== DATA
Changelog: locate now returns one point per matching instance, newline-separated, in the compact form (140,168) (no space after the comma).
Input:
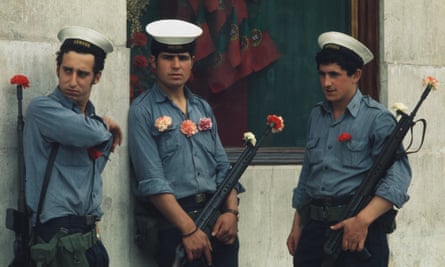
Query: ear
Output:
(152,61)
(97,77)
(357,75)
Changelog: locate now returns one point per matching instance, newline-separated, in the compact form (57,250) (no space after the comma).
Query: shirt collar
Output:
(160,96)
(70,104)
(353,106)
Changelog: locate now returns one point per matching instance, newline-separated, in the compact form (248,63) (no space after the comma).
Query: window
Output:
(286,85)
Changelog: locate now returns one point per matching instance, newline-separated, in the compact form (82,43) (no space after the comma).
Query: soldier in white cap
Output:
(346,132)
(177,156)
(65,122)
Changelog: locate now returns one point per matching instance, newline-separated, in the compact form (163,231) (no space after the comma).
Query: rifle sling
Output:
(48,171)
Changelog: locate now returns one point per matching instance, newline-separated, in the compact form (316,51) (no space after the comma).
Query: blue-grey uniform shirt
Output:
(334,168)
(75,186)
(169,161)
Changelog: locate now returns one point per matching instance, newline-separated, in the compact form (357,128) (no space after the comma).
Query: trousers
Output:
(309,252)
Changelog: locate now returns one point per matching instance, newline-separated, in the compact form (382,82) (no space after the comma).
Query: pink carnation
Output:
(162,123)
(188,128)
(205,124)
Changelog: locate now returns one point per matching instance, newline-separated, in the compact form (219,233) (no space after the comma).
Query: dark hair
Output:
(157,47)
(71,45)
(344,57)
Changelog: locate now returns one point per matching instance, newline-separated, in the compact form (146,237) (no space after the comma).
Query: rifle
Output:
(211,211)
(18,220)
(365,192)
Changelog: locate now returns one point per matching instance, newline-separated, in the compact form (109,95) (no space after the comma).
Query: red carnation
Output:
(344,137)
(276,122)
(20,80)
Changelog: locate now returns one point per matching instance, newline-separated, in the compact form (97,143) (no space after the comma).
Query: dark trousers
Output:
(169,237)
(310,247)
(222,255)
(97,255)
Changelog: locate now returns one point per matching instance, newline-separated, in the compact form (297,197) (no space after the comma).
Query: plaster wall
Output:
(412,43)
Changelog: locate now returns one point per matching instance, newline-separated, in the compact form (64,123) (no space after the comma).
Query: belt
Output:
(328,209)
(197,199)
(87,220)
(331,201)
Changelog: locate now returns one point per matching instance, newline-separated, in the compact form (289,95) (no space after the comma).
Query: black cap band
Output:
(82,46)
(157,48)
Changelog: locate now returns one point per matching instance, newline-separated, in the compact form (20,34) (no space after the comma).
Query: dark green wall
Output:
(290,86)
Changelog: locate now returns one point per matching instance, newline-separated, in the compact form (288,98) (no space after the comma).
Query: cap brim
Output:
(348,42)
(86,34)
(173,32)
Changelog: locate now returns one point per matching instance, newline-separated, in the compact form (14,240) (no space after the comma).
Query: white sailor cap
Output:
(84,37)
(173,35)
(336,40)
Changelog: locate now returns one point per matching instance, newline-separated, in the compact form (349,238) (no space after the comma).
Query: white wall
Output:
(413,42)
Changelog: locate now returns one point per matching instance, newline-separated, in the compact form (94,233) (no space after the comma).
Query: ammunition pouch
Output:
(388,221)
(67,250)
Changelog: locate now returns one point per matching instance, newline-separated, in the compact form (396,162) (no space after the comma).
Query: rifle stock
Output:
(18,220)
(211,211)
(365,192)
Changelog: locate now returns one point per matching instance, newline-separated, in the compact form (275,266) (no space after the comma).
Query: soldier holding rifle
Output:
(176,154)
(346,132)
(65,216)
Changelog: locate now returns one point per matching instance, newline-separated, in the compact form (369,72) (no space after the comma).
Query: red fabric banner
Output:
(233,48)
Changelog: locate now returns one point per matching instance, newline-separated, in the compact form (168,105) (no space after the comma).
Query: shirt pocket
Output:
(206,141)
(167,141)
(313,151)
(355,153)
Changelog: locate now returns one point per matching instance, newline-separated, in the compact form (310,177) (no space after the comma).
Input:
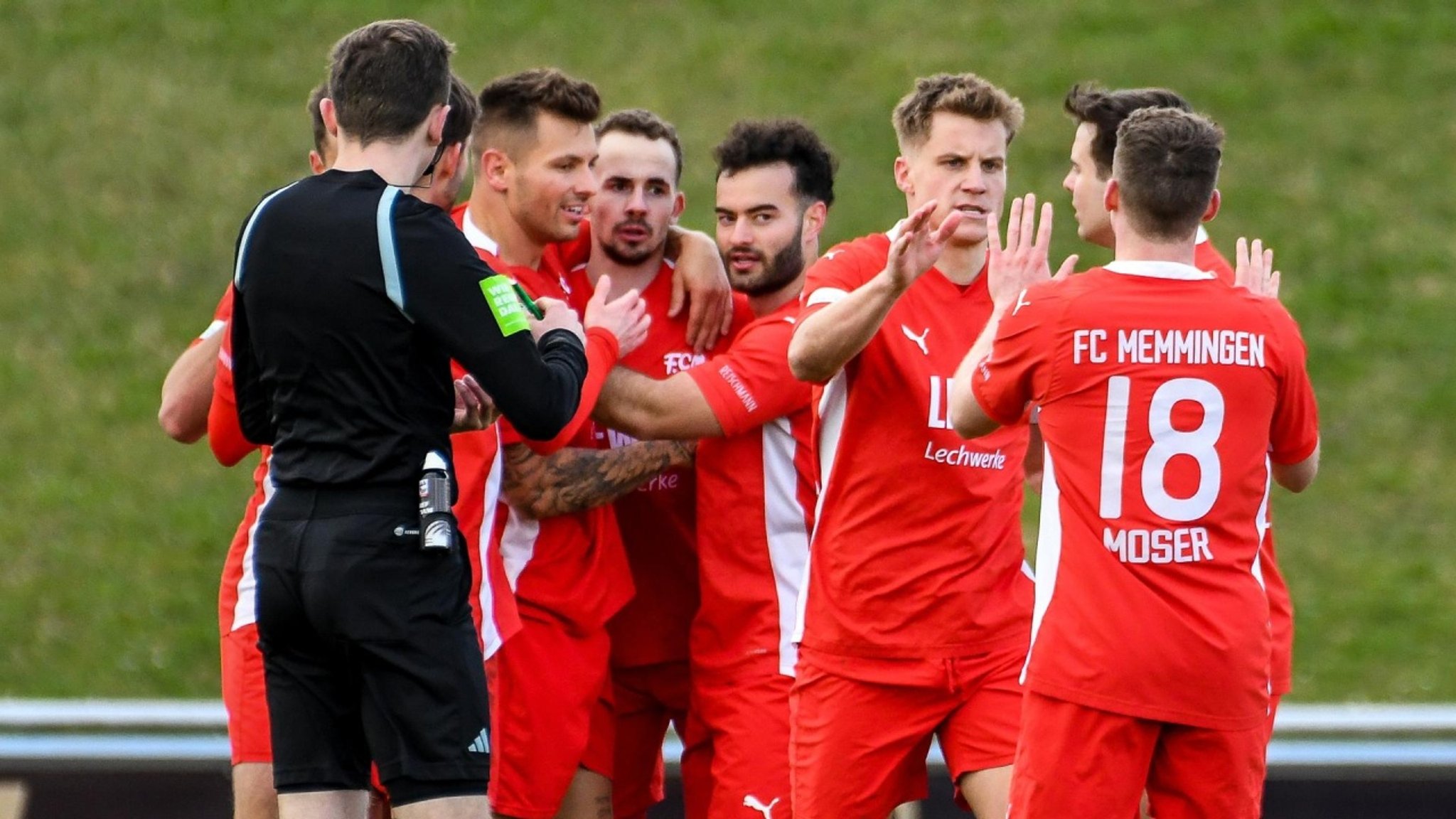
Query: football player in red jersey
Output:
(754,471)
(1098,115)
(918,608)
(640,165)
(555,531)
(1165,429)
====
Search the entries for the string "dark" and collect each line that has it.

:: RESULT OF THIS TASK ::
Query: dark hair
Query: dark trousers
Query: dark green wall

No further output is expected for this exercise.